REQUIRED WORK
Type every record exactly as it appears.

(Dataset excerpts on object pointing)
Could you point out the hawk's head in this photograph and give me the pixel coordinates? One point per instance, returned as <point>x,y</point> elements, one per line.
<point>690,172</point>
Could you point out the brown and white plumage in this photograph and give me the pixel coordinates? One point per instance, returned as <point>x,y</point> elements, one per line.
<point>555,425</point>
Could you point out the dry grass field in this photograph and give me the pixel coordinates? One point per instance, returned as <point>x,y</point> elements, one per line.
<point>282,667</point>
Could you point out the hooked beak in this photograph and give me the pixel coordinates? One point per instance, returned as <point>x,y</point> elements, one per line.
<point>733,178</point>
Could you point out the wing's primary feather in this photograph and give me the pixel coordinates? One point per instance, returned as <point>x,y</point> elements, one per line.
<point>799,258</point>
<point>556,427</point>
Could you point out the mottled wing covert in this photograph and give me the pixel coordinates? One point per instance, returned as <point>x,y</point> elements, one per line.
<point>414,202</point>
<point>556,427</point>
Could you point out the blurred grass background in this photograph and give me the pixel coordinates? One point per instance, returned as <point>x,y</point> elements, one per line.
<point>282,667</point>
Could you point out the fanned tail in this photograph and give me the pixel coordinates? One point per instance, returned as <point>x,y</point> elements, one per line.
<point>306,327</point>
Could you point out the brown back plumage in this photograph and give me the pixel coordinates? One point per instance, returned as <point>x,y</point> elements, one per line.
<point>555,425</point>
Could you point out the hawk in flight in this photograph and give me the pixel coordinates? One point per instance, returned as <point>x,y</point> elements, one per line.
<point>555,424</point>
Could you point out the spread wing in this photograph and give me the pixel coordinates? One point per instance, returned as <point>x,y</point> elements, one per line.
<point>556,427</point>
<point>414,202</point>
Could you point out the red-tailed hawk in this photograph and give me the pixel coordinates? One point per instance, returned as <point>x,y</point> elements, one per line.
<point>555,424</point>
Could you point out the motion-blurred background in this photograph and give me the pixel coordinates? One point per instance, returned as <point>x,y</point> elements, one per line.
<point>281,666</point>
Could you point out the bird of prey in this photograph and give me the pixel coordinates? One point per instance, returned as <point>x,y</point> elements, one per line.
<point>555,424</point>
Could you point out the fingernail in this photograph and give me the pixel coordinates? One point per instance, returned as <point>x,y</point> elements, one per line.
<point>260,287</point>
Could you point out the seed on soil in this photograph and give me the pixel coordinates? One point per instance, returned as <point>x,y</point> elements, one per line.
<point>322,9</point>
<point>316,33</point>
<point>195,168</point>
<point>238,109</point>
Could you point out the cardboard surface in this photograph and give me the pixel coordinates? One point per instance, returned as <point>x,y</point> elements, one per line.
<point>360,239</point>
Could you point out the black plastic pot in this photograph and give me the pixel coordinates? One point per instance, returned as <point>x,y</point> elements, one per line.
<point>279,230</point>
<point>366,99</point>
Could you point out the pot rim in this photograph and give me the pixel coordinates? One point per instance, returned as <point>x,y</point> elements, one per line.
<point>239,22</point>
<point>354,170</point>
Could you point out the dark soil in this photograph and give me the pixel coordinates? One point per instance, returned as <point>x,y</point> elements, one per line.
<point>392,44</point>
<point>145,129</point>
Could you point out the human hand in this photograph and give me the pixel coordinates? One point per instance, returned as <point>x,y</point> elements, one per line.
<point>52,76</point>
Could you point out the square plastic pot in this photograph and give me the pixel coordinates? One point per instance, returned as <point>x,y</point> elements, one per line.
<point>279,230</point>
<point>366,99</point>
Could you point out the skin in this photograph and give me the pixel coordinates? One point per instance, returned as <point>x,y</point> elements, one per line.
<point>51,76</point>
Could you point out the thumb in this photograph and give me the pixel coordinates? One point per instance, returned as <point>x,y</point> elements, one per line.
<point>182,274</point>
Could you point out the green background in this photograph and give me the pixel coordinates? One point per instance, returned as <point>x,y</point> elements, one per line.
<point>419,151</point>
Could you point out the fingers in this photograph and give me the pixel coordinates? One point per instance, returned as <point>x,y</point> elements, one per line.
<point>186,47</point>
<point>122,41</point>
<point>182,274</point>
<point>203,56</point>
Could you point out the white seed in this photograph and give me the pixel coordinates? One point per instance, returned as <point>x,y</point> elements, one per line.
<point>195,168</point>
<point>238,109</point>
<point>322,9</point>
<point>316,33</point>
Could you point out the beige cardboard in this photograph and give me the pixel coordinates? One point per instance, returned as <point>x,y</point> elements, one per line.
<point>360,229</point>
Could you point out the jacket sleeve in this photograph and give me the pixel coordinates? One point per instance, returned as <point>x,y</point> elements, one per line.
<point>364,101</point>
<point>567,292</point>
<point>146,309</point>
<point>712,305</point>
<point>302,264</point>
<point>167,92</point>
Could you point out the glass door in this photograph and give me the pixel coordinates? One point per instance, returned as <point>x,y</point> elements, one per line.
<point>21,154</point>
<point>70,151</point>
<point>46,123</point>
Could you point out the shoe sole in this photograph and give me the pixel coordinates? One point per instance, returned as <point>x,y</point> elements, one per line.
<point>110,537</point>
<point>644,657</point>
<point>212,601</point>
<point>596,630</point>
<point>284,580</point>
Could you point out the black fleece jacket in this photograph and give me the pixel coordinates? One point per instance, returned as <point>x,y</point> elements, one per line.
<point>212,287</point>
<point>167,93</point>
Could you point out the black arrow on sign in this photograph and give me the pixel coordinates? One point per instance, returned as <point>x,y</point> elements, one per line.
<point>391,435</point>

SOLUTION FOR THIS PROBLEM
Could you point out the hawk's head in this photograph and give me the pixel coordinates? One point per instance, returned as <point>x,y</point> elements, one per line.
<point>690,172</point>
Could you point out the brown and white plumage in this photograph and give me the pixel coordinates? One point per instance, returned as <point>x,y</point> elements, one per line.
<point>555,425</point>
Could you point out the dry grass field in this photograph and give me the pixel coordinates? One point per instance, returned as <point>x,y</point> elements, one per line.
<point>282,667</point>
Could you point out the hooked beak in this photograph and give me the pixel coordinates? One point per instance, returned as <point>x,y</point> elements, one per line.
<point>733,178</point>
Could you point out the wing's primary feather in this photograph and give me the pixel coordinates? One point per instance, returned as <point>x,y</point> elements, one per line.
<point>799,258</point>
<point>556,427</point>
Could you point out the mottled wing covert in this photograph and give me the pixel coordinates? One point per instance, returned as <point>x,y</point> elements, one per line.
<point>414,202</point>
<point>556,427</point>
Could you point out the blurred grass background in this photograph and give me the pixel coordinates? One point per instance, returned as <point>x,y</point> elements, one per line.
<point>282,667</point>
Could you point out the fanned tail in this photograph and give me the pixel coordinates? One point per instance, returned as <point>x,y</point> elements, one per line.
<point>306,327</point>
Could you point out the brown back plumage in this photograph and give me the pixel coordinates? One point per instance, returned as <point>x,y</point> elements, one per line.
<point>555,425</point>
Could you point out the hawk in flight in this photograph and give me the pixel coordinates? One point per instance, returned as <point>x,y</point> elements, one per line.
<point>555,424</point>
Could you point out the spread wing in this photograph and give me the pixel coordinates? One point per instance, returned as <point>x,y</point> elements, one per line.
<point>556,427</point>
<point>414,202</point>
Could you point out the red-tailed hawk in this photograph and give me the pixel coordinates? One point per instance, returned as <point>x,y</point> elements, one per line.
<point>555,424</point>
Could you point out the motion-blurred background in this photograph and give me the pixel coordinates? One point per instance, returned as <point>x,y</point> elements, one per line.
<point>281,666</point>
Could you point out the bird of prey in this photograph and give me the pixel coordinates? One point per instance, returned as <point>x,y</point> elements, one per line.
<point>555,424</point>
Could you point out the fingernail in this photograph and give me the pixel coordinates? One point per instance, returned as <point>x,y</point> elements, one per line.
<point>260,287</point>
Could you point out the seed on soil in this photograph and give me the pixel coordinates? One point per instance, returned as <point>x,y</point> elements, one per line.
<point>322,9</point>
<point>316,33</point>
<point>195,168</point>
<point>238,109</point>
Could you point out the cardboard surface in this photograph and give me the pixel coordinates? One point per instance, returned as <point>x,y</point> elements, one per line.
<point>360,239</point>
Could you point out the black plastic pot in this photograph and give me the pixel coordinates? One point per instance, returned as <point>x,y</point> elements, one per line.
<point>279,230</point>
<point>366,99</point>
Could you point out the pot rim in this photograph and give me the pixel coordinates? One point per instance, returned as <point>x,y</point> elements, one per line.
<point>239,22</point>
<point>354,170</point>
Could you point out the dark soil in this photograph and give me the pixel coordinates? One point per instance, returned as <point>x,y</point> elements, one per line.
<point>392,44</point>
<point>145,129</point>
Could you point out the human hand in this photograph and give me the pixel coordinates? One point per instance, returned as <point>x,y</point> elements, one per line.
<point>52,76</point>
Could you point out the square plastic pot in this photograph and give me the pixel coordinates? One point per instance, returned as <point>x,y</point> elements, one per line.
<point>279,230</point>
<point>366,99</point>
Could you point out the skin in this photograph and give me the pixel coordinates? One point per instance, returned as <point>x,y</point> elements, one per line.
<point>51,76</point>
Could you point out the thumb in this photograph and give me the pixel coordinates? One point per instance, returned as <point>x,y</point> elements, one per line.
<point>182,274</point>
Could you point out the green background in this photograph and give me the pixel coordinates? One point per instance, returned as <point>x,y</point> elements, one per line.
<point>419,151</point>
Could you point out the fingers in this photograph and give me the pixel coordinates? One point per instance, returned as <point>x,y</point> elements, one per line.
<point>186,47</point>
<point>122,41</point>
<point>182,274</point>
<point>203,56</point>
Could you point out the white seed in this photograph and give me the pixel coordinates? One point per instance, returned as <point>x,y</point> elements, one per line.
<point>195,168</point>
<point>238,109</point>
<point>322,9</point>
<point>316,33</point>
Could you point out the beige cardboard in this photograph and give me the pixel coordinates? One point per instance, returned as <point>x,y</point> elements, one per line.
<point>360,229</point>
Could you point out the jacket sleeve in this photograph and give me the pixel coordinates? One point per instance, returned as <point>x,y</point> elements, one per line.
<point>364,101</point>
<point>567,292</point>
<point>146,309</point>
<point>712,305</point>
<point>302,264</point>
<point>167,92</point>
Could you point out the glass door in this photograph and give me the pixel coordinates? One point per instance, returned as <point>x,y</point> elements, one per line.
<point>21,154</point>
<point>70,151</point>
<point>46,123</point>
Could you point out the shoe sole in this photograph and give me the pixel coordinates? One point per instance, returned as <point>x,y</point> elements, one per line.
<point>110,537</point>
<point>644,657</point>
<point>212,601</point>
<point>596,630</point>
<point>284,580</point>
Could you point out the black fleece jacket in this photograph and give me the pixel coordinates? One point per instance, returned as <point>x,y</point> elements, one per line.
<point>212,287</point>
<point>167,93</point>
Could you point out the black arrow on sign in this photograph and give me the pixel coordinates? One point per instance, returned as <point>x,y</point> elements, one per line.
<point>391,435</point>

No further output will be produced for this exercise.